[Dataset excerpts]
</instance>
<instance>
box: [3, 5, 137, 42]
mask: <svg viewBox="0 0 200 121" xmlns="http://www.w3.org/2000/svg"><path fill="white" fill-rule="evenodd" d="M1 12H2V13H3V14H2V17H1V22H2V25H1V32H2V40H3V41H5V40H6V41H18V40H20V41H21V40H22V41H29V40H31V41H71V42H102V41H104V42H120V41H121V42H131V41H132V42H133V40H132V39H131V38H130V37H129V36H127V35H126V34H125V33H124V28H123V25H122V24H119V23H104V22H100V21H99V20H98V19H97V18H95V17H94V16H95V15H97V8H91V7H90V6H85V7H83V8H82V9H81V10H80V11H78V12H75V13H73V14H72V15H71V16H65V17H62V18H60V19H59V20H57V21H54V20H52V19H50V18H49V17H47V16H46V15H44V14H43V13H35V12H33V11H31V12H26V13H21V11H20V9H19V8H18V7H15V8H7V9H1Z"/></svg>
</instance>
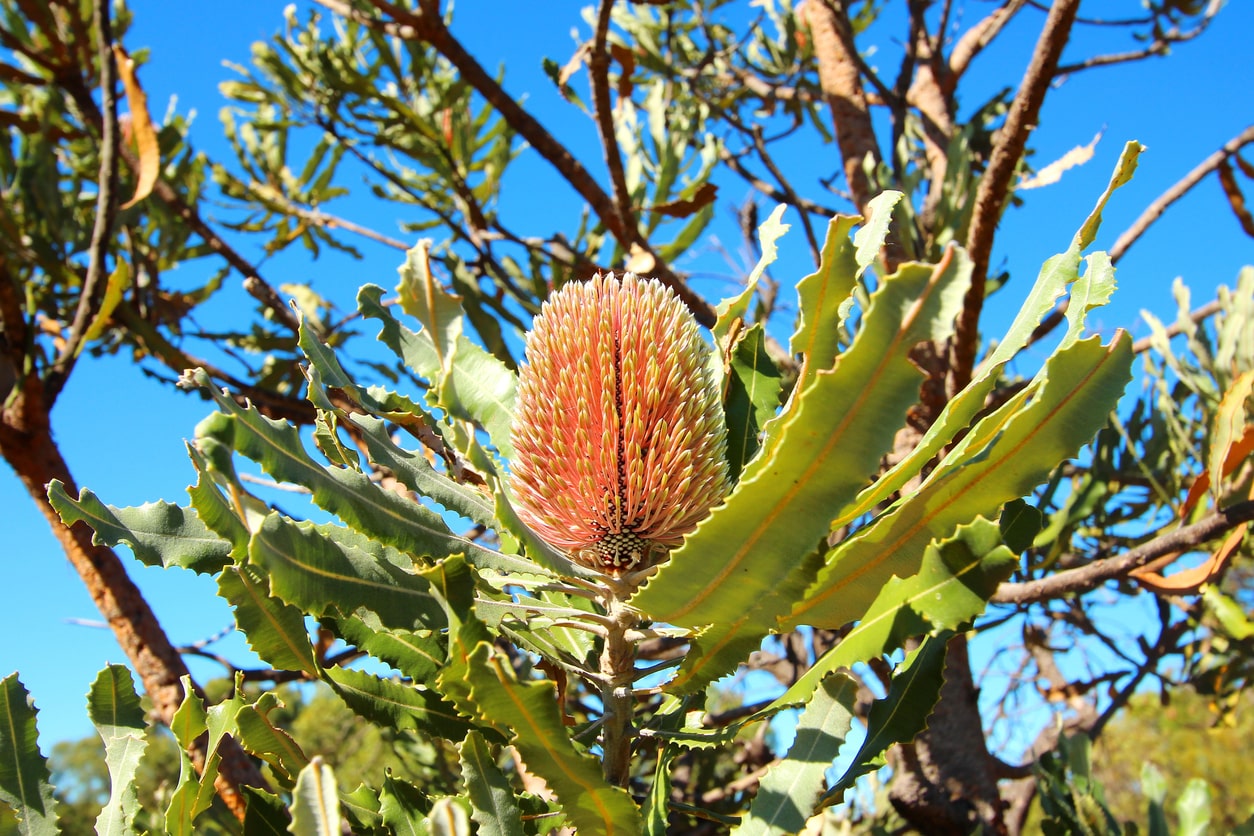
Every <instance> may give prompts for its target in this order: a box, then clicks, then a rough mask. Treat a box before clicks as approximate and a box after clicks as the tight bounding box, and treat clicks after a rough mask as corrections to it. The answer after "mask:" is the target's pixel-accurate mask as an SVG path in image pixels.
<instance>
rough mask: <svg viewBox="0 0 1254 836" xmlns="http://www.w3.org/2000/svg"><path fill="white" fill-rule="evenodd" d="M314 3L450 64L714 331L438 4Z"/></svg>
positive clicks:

» Work request
From the records above, copy each line that contains the word "rough".

» Task output
Every <instance> may give prompts for its target in this order: a box, then clicks, then a rough mask. Treat a box before clicks as approximate and a box after clicks as the tight bounding box, and treat clicks after a rough mask as corrections to it. The answer after "mask:" is the target's pixel-accurate mask as an SVG path in image pixels.
rough mask: <svg viewBox="0 0 1254 836" xmlns="http://www.w3.org/2000/svg"><path fill="white" fill-rule="evenodd" d="M314 3L450 64L714 331L438 4Z"/></svg>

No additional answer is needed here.